__EXERCISE DESCRIPTION__. Rewrite each of the entries below with "partially obscured" changed to "partly hidden" everywhere it occurs, keeping every other word as it is.
---*---
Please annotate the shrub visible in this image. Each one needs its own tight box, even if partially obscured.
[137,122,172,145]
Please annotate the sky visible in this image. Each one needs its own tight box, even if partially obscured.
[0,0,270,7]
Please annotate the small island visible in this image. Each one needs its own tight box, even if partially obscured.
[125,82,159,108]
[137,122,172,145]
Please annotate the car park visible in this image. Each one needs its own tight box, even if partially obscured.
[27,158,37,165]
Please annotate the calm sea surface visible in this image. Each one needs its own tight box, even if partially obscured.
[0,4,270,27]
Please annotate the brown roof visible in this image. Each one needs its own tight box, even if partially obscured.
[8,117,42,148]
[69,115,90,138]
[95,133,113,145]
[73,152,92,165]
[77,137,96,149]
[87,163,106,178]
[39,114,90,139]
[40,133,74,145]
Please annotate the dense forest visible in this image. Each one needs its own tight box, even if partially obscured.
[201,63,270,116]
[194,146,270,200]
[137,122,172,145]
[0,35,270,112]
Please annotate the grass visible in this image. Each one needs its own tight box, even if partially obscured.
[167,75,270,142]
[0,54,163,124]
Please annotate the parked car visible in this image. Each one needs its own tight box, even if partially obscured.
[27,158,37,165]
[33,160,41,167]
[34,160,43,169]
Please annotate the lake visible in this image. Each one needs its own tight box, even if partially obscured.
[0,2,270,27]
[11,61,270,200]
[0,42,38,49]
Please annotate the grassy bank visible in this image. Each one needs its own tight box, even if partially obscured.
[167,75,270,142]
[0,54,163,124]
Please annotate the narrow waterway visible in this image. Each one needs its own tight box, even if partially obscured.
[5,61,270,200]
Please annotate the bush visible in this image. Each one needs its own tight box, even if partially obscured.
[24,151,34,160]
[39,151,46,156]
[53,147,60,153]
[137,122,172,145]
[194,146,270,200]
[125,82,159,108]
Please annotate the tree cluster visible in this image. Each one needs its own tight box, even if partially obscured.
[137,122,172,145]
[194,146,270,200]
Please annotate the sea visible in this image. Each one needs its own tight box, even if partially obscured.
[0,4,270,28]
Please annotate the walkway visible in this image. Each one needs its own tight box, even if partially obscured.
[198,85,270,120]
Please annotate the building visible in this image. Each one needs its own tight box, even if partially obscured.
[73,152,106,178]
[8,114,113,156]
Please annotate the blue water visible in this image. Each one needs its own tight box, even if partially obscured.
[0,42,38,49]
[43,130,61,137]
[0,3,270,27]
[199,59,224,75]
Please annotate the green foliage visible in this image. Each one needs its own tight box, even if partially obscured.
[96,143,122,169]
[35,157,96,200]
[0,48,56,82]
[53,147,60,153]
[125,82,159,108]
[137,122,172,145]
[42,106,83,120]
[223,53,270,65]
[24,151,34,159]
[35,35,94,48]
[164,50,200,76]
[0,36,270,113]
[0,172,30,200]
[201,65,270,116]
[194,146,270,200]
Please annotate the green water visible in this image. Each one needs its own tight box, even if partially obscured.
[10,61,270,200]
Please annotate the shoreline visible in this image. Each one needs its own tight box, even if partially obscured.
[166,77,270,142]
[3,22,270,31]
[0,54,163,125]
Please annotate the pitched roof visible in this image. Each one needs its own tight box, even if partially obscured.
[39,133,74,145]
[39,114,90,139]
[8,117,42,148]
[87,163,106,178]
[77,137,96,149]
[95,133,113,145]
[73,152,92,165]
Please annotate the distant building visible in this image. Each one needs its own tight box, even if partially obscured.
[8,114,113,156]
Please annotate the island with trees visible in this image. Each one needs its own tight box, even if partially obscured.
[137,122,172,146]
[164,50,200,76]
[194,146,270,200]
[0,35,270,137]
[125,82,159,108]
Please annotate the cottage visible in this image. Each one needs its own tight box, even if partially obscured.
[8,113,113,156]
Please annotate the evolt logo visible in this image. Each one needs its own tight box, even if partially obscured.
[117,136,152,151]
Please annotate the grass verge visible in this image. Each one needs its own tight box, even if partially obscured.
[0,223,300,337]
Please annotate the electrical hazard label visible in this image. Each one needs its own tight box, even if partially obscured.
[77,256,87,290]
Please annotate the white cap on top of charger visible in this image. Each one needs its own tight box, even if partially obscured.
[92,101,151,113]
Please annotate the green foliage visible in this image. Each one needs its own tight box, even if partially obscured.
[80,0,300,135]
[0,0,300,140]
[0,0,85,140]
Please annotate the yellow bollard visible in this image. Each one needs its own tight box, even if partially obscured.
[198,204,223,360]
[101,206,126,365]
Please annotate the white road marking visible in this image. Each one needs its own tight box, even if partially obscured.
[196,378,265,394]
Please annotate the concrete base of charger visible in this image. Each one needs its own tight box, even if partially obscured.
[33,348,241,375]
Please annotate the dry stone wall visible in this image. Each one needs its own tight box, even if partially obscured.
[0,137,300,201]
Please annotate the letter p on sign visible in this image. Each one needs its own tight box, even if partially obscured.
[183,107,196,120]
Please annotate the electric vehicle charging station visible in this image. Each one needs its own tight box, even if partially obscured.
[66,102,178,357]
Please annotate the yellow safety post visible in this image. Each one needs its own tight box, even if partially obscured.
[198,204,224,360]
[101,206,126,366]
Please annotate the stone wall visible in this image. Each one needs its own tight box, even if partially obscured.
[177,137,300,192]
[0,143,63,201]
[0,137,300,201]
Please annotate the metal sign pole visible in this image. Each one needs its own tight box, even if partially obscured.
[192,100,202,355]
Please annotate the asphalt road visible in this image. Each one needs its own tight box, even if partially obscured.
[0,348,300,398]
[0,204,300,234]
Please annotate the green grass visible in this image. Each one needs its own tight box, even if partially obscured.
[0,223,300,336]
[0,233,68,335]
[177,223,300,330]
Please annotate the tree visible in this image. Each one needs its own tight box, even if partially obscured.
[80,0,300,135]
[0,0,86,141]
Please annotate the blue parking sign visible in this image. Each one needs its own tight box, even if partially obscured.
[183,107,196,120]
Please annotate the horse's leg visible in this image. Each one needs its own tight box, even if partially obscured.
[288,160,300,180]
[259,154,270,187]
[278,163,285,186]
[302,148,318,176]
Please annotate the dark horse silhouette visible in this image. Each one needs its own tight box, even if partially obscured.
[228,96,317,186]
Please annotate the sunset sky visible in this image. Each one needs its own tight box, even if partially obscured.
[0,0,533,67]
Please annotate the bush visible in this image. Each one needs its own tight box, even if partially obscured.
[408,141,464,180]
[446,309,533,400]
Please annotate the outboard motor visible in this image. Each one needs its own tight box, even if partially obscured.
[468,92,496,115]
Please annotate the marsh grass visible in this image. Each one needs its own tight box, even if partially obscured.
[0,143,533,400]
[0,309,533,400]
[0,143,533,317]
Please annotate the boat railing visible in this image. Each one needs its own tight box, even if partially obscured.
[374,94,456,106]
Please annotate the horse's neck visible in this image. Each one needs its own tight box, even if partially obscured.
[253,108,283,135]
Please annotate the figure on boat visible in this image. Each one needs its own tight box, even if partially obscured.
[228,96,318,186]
---*---
__RESPONSE TO THIS EXERCISE__.
Please annotate the shrub visible in this image. Each one needs its own tight box, even if partly hidden.
[137,122,172,145]
Please annotate the sky visible in this image. Each one needs its own tight box, even if partly hidden.
[0,0,270,7]
Please annotate the small island visible in this image. Each one needs its own tight box, even if partly hidden.
[125,82,159,108]
[137,122,172,145]
Please annotate the car park visible in this image. Each one needs its own tight box, even if partly hidden.
[27,158,37,165]
Please annotate the calm sea surface visible in this image. Each one needs its own tight box, even if partly hidden.
[0,4,270,27]
Please annotate the brown roof visible in this image. Each one needs its own tight box, even if partly hidden.
[8,117,42,148]
[69,115,90,138]
[95,133,113,145]
[73,152,92,165]
[77,137,96,149]
[87,163,106,178]
[39,114,90,139]
[40,133,74,145]
Please annotate the dense forest visible in this image. Each one needs its own tight box, even if partly hidden.
[201,63,270,116]
[194,146,270,200]
[137,122,172,145]
[0,35,270,112]
Please annotate the grass visible in this image. Each one needs its own tight box, even if partly hidden.
[167,75,270,142]
[0,54,163,124]
Please annotate the parked car visible in this image. Each one needs its own tight box, even if partly hidden.
[27,158,37,165]
[33,160,41,167]
[34,160,43,169]
Please annotate the lake visible in this image. Each one needs its own tight box, even if partly hidden.
[0,2,270,27]
[11,61,270,200]
[0,42,38,49]
Please annotate the grassy bank visible in this image. Each one needs its own tight box, even if partly hidden.
[167,75,270,142]
[0,54,163,124]
Please annotate the narrow waterway visible in this image. Each one needs its own tight box, even if partly hidden.
[5,61,270,200]
Please annotate the bush visible in this image. Each one needs its own tight box, even if partly hidden.
[24,151,34,160]
[39,151,46,156]
[53,147,60,153]
[137,122,172,145]
[194,146,270,200]
[125,82,159,108]
Please annotate the tree cluster visible in this image. Each one needs its own tight box, even if partly hidden.
[137,122,172,145]
[194,146,270,200]
Please annotate the sea visible in this image. Each one needs its own tight box, even if partly hidden.
[0,4,270,28]
Please annotate the walkway visible in this image. Each one needs its own tight box, even if partly hidden.
[198,85,270,120]
Please annotate the building visible in this image. Each one needs its own tight box, even if partly hidden.
[73,152,106,178]
[8,114,113,156]
Please annotate the blue water visible in this image. Each one needs its own tight box, even if partly hidden.
[0,42,38,49]
[43,130,61,137]
[0,3,270,27]
[199,59,224,75]
Please annotate the green foliage visible in this image. Each one needs its own tight box, even if partly hidden.
[96,143,122,169]
[35,157,96,200]
[0,48,56,82]
[53,147,60,153]
[125,82,159,108]
[137,122,172,145]
[42,106,83,120]
[223,53,270,65]
[24,151,34,159]
[35,35,94,48]
[164,50,200,76]
[0,36,270,113]
[0,172,30,200]
[201,65,270,116]
[194,146,270,200]
Please annotate the green water visible in this image. Each one needs its own tight box, even if partly hidden.
[10,61,270,200]
Please annotate the shoreline visible in this image. Each one needs its own tight box, even if partly hidden.
[166,77,270,142]
[3,22,270,31]
[0,54,163,125]
Please annotate the pitched roof visible in this image. Each one needs its own tight box, even if partly hidden.
[39,133,74,145]
[39,114,90,139]
[8,117,42,148]
[87,163,106,178]
[77,137,96,149]
[95,133,113,145]
[73,152,92,165]
Please annotate the distant building visible in this image. Each one needs its own tight box, even if partly hidden.
[8,114,113,156]
Please annotate the island with trees visible in this image. Each one needs its own tight box, even if partly hidden.
[137,122,172,146]
[164,50,200,76]
[194,146,270,200]
[0,35,270,137]
[125,82,159,108]
Please annotate the cottage visible in this image. Each one needs its own tight box, even if partly hidden.
[8,113,113,156]
Please annotate the evolt logo visible in this image. Each one needs its own tight box, even if partly hidden.
[117,136,152,151]
Please annotate the grass verge visible in this image. Each one needs its own tight box, even if partly hidden.
[0,223,300,337]
Please annotate the electrical hazard label visible in this image. Each one needs its own tight box, even if partly hidden.
[77,256,87,290]
Please annotate the white cap on top of charger visible in this image. Each one needs its own tight box, even if partly hidden.
[92,101,151,113]
Please annotate the green foliage visible in this image. Each one needs its own tight box, even if partly hidden.
[80,0,300,135]
[0,0,300,140]
[0,0,85,140]
Please annotate the yellow bollard visible in this image. Each one needs its own tight box, even if partly hidden.
[198,204,223,360]
[101,206,126,365]
Please annotate the white road marking visible in this image. Each one needs its own tight box, even if partly hidden.
[196,378,265,394]
Please annotate the concrete base of charger visible in this image. Each one needs its own tight box, even if partly hidden.
[33,348,241,375]
Please annotate the dry stone wall visible in this image. Each one needs its own tight box, even if partly hidden.
[0,137,300,201]
Please annotate the letter p on sign visible in this image. Each one needs its own tight box, even if partly hidden.
[183,107,196,120]
Please annotate the electric vehicle charging station visible in this image. Each one needs its own tight box, even if partly hidden.
[66,102,178,357]
Please annotate the yellow safety post visible in this image. Each one needs its own tight box, even if partly hidden.
[198,204,224,360]
[101,206,126,366]
Please annotate the stone wall visible in this image. Each one needs its own tight box, even if partly hidden.
[177,137,300,192]
[0,143,63,201]
[0,137,300,201]
Please annotate the metal sign pole visible in this image. Each one needs its own tight box, even if partly hidden.
[192,100,202,355]
Please annotate the asphalt road visible in this image. Each one needs its own tight box, even if partly hidden.
[0,348,300,398]
[0,204,300,234]
Please annotate the green grass visible in this image. Each one needs its own tight box, even if partly hidden.
[0,223,300,336]
[0,233,68,335]
[177,223,300,330]
Please annotate the tree visible in this image. Each one needs its own tight box, even if partly hidden.
[80,0,300,135]
[0,0,86,141]
Please annotate the blue parking sign visible in this image. Each one needs its own tight box, even if partly hidden.
[183,107,196,120]
Please annotate the horse's leg visible in this image. Each one needs its own tight box, even if partly hidden.
[288,160,300,180]
[259,154,270,187]
[278,163,285,186]
[302,148,318,176]
Please annotate the dark horse silhouette visible in this image. Each one needs its own tight box, even if partly hidden.
[228,96,317,186]
Please annotate the sunset sky visible in this image. Each one needs its own tight box, even if partly hidden.
[0,0,533,67]
Please annotate the bush visible in this image. Each one needs its own tight box, even if partly hidden.
[408,141,464,180]
[446,309,533,400]
Please annotate the outboard motor visible in this image. Each one needs its own tight box, even if partly hidden.
[468,92,496,115]
Please annotate the marsh grass visible in this image. Each one needs its own tight box, even if partly hidden.
[0,143,533,400]
[0,309,533,400]
[0,143,533,317]
Please annotate the boat railing visible in this image. Each one needs its own tight box, even if partly hidden.
[374,94,456,106]
Please annotate the horse's neck visible in this image. Each one needs its own tight box, even if partly hidden.
[253,108,283,135]
Please annotate the figure on boat visible in this image. Each one needs its own tight box, even if partly hidden.
[228,96,318,186]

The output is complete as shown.